# Start of DATASET

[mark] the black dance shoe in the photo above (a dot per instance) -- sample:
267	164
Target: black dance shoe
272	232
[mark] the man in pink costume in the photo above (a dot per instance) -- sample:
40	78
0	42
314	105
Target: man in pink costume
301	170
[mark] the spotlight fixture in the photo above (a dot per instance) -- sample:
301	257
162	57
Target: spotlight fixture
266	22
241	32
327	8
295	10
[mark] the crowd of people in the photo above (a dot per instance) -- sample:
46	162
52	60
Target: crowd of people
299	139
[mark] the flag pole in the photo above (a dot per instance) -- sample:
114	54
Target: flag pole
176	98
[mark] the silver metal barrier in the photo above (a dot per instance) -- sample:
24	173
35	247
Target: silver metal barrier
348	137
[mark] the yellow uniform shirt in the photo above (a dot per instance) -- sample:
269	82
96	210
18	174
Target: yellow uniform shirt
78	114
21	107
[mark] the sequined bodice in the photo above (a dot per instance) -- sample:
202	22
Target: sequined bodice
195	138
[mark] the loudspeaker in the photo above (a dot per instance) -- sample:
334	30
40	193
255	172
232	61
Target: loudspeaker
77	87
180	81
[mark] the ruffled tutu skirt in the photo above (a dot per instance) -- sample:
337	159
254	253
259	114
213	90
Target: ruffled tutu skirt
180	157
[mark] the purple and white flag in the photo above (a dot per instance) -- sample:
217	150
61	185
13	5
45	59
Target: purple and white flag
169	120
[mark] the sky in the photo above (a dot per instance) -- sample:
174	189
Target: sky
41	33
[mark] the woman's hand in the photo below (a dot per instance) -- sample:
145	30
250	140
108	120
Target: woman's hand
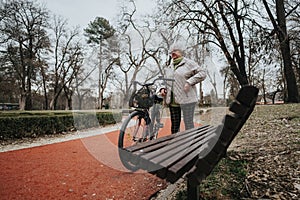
163	92
187	87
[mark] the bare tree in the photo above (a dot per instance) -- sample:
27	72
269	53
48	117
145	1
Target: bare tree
23	30
137	58
280	29
99	32
67	60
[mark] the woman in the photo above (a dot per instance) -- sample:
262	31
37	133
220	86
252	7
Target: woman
182	94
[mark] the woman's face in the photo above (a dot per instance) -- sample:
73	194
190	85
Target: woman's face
176	54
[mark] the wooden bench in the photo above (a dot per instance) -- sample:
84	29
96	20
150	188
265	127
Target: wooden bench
193	153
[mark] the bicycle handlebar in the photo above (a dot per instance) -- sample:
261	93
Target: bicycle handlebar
152	83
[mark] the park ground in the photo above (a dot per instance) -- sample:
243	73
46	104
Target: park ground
262	163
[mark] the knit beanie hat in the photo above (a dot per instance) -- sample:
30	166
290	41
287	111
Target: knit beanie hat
177	46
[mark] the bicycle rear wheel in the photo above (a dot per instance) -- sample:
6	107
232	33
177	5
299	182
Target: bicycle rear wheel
131	132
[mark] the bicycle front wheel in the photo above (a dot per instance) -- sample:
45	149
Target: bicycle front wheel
131	132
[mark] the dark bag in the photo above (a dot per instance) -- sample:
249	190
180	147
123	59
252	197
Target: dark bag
141	99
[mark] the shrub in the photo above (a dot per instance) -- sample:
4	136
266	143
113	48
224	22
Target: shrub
35	124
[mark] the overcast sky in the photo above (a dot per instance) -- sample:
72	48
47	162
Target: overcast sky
82	12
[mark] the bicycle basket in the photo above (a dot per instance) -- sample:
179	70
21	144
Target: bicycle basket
141	99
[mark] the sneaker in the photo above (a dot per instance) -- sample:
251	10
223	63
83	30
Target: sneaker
159	125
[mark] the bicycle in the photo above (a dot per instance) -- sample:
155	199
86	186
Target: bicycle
140	126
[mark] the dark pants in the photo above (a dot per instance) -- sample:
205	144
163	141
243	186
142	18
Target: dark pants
188	116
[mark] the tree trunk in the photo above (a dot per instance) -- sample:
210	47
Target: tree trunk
293	95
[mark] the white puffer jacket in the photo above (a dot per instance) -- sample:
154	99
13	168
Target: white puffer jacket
187	71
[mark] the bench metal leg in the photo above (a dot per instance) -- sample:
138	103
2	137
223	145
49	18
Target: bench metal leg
192	191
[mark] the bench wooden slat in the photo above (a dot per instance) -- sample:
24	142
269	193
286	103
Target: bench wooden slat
247	96
197	151
177	146
157	149
159	142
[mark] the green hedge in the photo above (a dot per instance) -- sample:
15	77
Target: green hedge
35	124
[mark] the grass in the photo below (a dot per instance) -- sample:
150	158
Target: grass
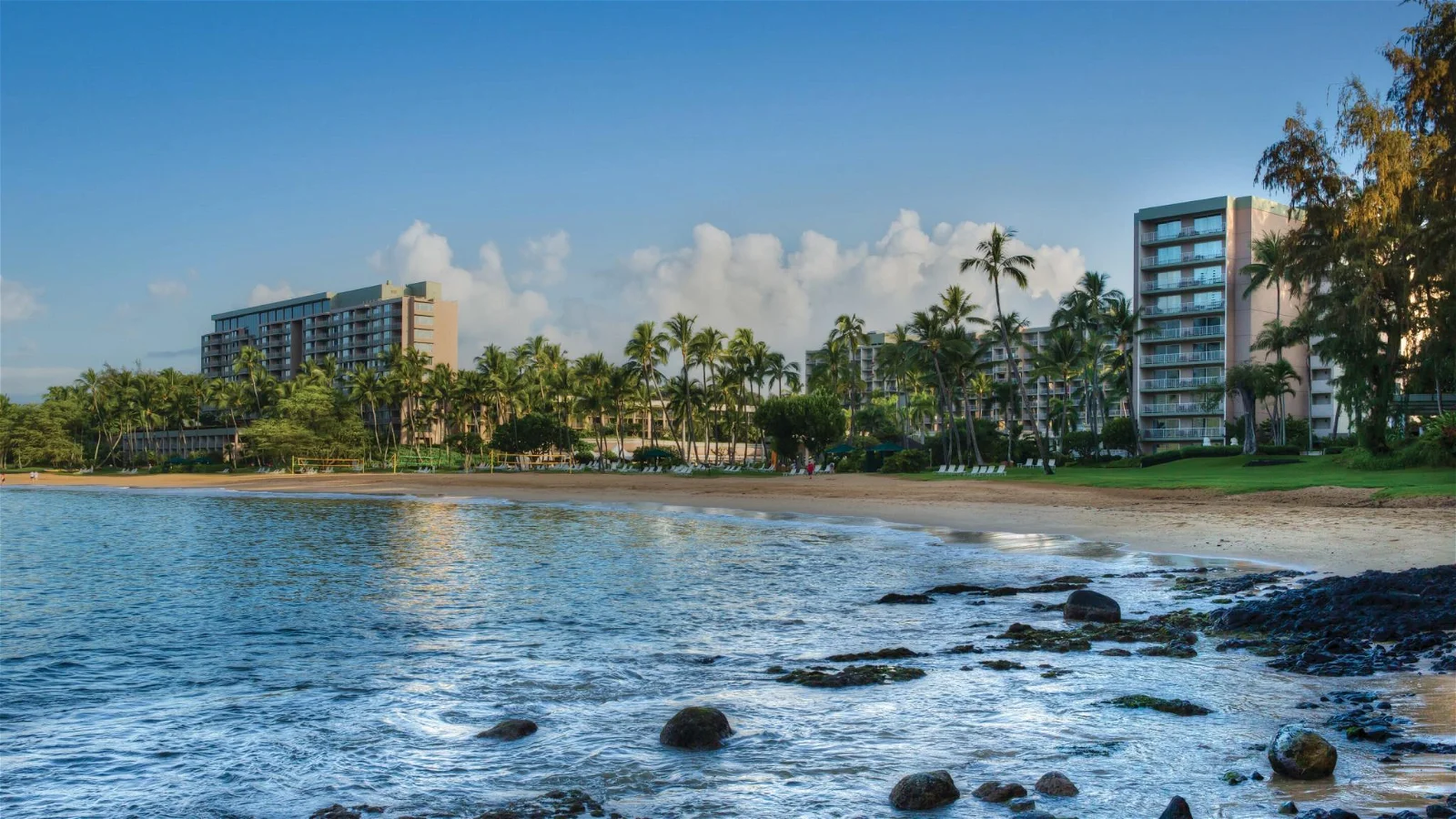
1229	475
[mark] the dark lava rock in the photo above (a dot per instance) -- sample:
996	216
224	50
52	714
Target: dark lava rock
852	675
924	792
999	792
1336	625
696	727
552	804
1056	783
899	598
1084	605
881	654
1302	753
1178	707
507	731
1002	665
1177	809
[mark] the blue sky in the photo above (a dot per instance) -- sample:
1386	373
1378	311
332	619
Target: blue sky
574	167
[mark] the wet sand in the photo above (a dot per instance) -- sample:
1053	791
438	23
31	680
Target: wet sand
1325	530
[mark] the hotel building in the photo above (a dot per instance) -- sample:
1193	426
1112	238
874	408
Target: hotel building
1198	322
354	327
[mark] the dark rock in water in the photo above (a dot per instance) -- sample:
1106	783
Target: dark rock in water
999	792
552	804
1087	605
696	727
1177	809
1178	707
852	675
1002	665
1336	625
1056	783
924	792
881	654
1169	651
899	598
1302	753
507	731
958	589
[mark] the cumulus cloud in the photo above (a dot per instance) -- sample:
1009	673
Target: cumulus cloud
791	298
167	288
19	302
264	293
546	259
491	309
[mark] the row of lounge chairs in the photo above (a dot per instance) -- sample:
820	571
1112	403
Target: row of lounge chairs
976	471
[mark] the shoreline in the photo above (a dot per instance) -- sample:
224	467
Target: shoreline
1324	530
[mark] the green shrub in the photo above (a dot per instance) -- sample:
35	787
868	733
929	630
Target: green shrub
1210	450
907	460
1167	457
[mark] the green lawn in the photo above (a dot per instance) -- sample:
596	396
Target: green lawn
1230	475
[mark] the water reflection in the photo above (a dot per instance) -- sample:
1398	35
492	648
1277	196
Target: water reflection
252	656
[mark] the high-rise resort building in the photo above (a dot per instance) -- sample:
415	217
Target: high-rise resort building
354	327
1198	321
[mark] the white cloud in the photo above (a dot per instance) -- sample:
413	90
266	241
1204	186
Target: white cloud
167	288
19	302
264	293
546	259
791	299
491	309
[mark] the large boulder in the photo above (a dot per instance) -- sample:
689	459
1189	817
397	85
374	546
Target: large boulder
696	727
507	731
1302	753
999	792
1177	809
1087	605
1056	783
924	792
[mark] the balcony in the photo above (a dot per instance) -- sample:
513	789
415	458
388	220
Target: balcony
1187	409
1183	332
1186	433
1184	309
1194	283
1181	383
1216	356
1155	238
1149	263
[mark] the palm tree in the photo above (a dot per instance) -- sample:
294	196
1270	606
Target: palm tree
996	263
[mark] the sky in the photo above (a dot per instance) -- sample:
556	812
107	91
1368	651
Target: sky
574	169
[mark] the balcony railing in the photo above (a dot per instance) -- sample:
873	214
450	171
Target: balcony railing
1183	383
1183	358
1186	409
1184	283
1186	433
1183	258
1186	234
1186	308
1184	332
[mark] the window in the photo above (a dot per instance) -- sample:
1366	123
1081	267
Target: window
1208	249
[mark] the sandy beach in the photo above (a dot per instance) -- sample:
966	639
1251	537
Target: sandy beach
1327	530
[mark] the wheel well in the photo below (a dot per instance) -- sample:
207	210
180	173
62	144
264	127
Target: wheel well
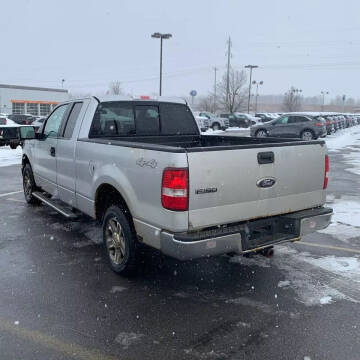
24	162
261	129
307	129
106	196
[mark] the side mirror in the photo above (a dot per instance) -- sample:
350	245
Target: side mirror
27	133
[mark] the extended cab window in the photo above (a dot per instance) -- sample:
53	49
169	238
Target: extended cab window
53	123
70	124
113	118
147	120
176	119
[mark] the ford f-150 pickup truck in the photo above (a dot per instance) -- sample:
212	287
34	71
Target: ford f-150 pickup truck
143	169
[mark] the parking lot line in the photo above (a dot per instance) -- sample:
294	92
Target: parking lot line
12	193
329	247
71	350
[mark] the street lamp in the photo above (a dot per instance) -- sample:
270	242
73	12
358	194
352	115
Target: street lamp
257	91
323	93
250	67
161	37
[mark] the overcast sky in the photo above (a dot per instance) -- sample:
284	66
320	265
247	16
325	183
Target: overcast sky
313	45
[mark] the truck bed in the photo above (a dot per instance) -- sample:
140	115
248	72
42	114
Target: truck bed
192	143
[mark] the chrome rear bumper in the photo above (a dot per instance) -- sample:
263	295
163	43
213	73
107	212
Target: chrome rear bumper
244	237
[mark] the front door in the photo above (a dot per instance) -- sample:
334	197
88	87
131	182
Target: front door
45	152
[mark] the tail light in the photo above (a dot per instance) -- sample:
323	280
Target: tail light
175	189
327	168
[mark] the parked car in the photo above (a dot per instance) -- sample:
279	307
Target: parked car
240	120
265	117
150	177
305	127
38	123
22	119
215	122
202	122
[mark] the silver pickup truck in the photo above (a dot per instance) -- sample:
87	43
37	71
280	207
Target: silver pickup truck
142	168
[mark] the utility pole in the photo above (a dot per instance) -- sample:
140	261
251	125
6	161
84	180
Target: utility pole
161	37
215	70
228	73
250	67
323	93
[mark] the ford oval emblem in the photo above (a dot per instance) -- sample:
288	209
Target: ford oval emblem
266	182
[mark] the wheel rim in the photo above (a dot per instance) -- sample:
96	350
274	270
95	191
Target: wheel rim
307	135
115	241
27	185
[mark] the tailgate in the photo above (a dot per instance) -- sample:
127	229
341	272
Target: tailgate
226	185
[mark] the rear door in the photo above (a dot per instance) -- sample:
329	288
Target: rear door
225	185
44	166
65	152
278	127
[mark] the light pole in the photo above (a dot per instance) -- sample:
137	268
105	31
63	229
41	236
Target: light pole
257	91
323	93
161	37
250	67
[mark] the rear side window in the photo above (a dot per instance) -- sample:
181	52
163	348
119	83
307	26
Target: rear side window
176	119
113	118
71	122
147	120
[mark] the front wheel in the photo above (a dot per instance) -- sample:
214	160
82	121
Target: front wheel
29	186
261	133
120	242
307	135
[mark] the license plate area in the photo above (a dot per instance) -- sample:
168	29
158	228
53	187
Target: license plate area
269	231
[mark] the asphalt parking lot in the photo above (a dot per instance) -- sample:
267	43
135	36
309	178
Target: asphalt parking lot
60	300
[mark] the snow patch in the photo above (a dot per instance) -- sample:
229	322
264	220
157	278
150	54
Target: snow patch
9	156
116	289
127	339
347	137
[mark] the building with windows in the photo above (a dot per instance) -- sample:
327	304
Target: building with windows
15	99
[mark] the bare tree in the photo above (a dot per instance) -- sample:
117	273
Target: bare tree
115	88
237	92
206	103
292	100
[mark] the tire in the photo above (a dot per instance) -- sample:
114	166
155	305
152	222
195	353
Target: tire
216	126
261	133
29	186
307	135
119	238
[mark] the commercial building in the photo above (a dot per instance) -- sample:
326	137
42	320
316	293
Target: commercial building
15	99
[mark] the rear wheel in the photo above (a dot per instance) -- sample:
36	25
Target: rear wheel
120	241
307	135
29	186
261	133
216	126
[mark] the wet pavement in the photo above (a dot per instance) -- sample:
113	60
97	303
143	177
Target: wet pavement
60	300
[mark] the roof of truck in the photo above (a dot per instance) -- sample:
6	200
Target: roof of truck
144	98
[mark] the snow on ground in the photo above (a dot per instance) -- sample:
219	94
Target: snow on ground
343	139
9	156
311	278
345	223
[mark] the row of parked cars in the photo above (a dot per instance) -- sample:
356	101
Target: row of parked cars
304	125
207	120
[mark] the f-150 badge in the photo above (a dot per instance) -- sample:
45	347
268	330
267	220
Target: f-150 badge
142	162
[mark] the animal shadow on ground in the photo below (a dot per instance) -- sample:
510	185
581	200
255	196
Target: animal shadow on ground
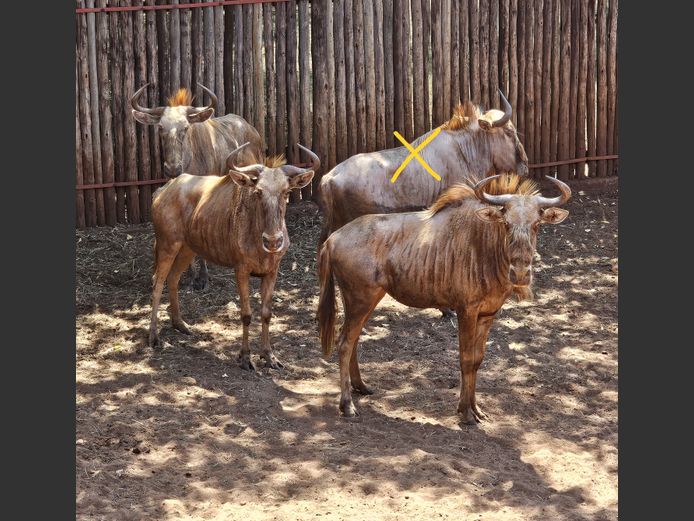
184	432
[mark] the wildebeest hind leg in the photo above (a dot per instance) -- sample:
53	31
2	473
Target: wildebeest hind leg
200	282
359	303
183	260
242	286
164	256
267	286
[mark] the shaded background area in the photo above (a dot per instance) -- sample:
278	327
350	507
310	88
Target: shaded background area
340	76
183	433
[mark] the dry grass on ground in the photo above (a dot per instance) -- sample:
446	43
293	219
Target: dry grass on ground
183	433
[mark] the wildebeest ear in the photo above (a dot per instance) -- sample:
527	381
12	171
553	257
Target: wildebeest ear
146	119
199	117
490	214
484	124
242	179
554	215
300	180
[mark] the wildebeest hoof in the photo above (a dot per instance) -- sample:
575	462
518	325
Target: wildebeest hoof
199	283
154	340
182	327
245	363
447	313
272	362
348	410
363	389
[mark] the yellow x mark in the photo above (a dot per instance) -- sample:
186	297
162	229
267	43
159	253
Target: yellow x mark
414	153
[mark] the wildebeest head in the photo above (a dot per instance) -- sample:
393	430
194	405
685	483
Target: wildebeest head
270	188
173	123
507	151
521	215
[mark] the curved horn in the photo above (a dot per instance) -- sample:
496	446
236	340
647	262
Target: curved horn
315	163
133	101
250	169
213	98
491	199
508	112
560	199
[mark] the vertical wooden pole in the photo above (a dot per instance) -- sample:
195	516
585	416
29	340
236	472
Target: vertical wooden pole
504	31
369	62
612	86
186	49
239	57
455	53
292	96
360	75
465	50
270	38
540	77
175	36
583	71
198	58
591	101
408	130
475	88
320	88
258	72
445	28
94	107
602	85
229	50
79	199
342	149
153	89
573	82
485	35
163	31
210	52
350	77
389	74
129	134
546	85
106	116
418	72
142	131
494	54
281	71
84	95
556	81
305	83
522	69
437	74
513	60
219	57
398	69
331	83
118	99
565	87
379	61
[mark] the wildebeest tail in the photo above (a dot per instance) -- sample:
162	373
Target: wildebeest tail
326	302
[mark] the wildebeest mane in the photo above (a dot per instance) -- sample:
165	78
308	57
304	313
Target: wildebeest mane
509	183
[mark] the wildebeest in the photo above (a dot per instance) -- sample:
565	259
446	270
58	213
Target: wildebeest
237	221
195	143
461	253
470	144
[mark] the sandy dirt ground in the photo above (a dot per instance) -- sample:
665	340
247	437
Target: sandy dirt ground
184	433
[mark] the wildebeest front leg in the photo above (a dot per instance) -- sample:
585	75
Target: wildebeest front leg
245	353
470	359
267	286
200	282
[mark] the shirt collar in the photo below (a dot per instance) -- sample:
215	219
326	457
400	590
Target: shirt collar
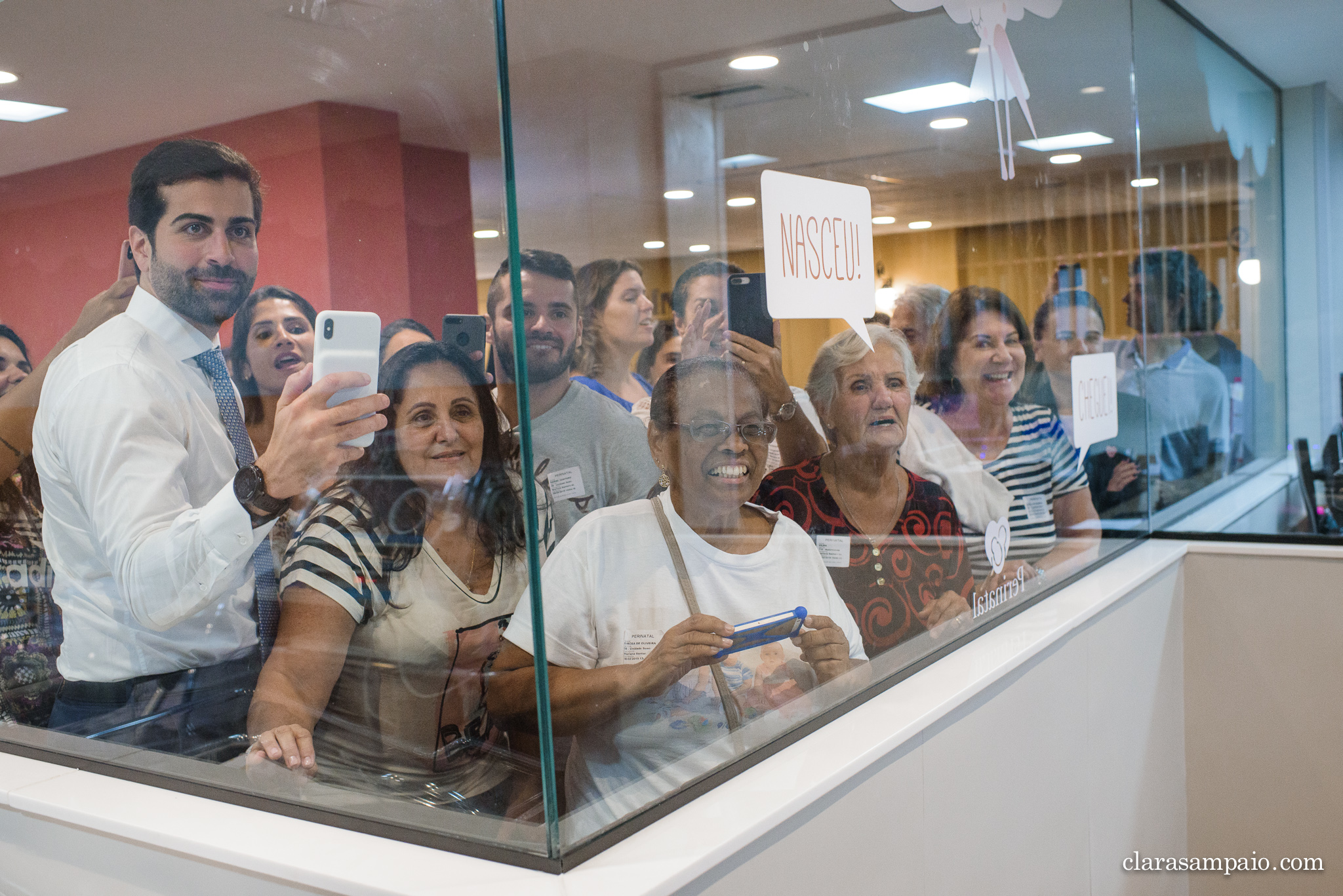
183	340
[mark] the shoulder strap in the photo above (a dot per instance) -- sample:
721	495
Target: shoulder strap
730	704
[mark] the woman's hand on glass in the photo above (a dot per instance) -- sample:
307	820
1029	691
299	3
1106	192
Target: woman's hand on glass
685	646
825	648
943	610
291	745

# End of DATASET

Exactly reproduce the lines beginning at the one that contains "[mark] the wildebeest front" and ending at the final line of the material, with the pictures left out.

[mark] the wildebeest front leg in the photo above (a dot per instance) -- sample:
585	75
Target: wildebeest front leg
245	353
470	359
267	286
200	282
[mark] the shirt collar in the photo below (a dot per instance) -- sample:
215	219
326	457
400	590
Target: shirt collar
183	340
[mark] the shoulder strap in the photo above (a dot per instance) -- sample:
721	495
Target: shoulder strap
730	704
[mark] the woman's hand on glass in the photo above (a dot per instance) -- sample:
307	820
1029	691
299	3
1106	192
Target: woman's hand on glass
685	646
825	648
943	610
291	745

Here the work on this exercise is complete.